## Exercise instructions
Repeat every line of all the records below, requests included, but leave out the pictures. Multiply each point coordinate in the answers by 1.15 and round to whole numbers, with halves rounding up. Keep the numbers in the requests and their sample points unchanged.

[Saved entries]

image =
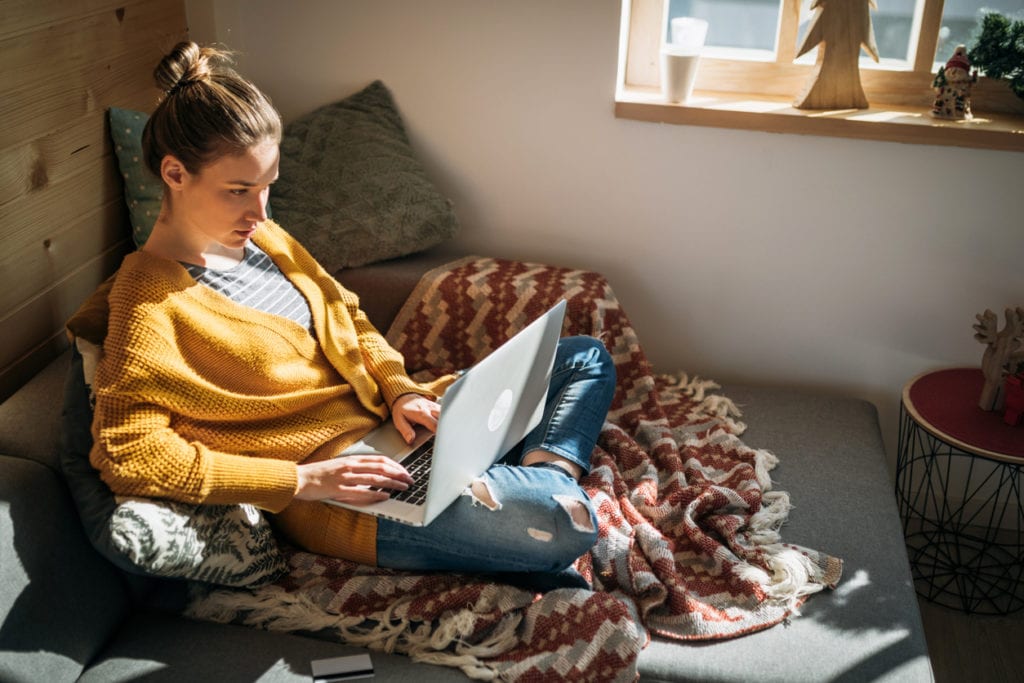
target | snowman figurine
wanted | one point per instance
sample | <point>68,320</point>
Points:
<point>952,87</point>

## Task result
image =
target | snowman figurine
wanted | one point per instance
sample | <point>68,320</point>
Points:
<point>1095,100</point>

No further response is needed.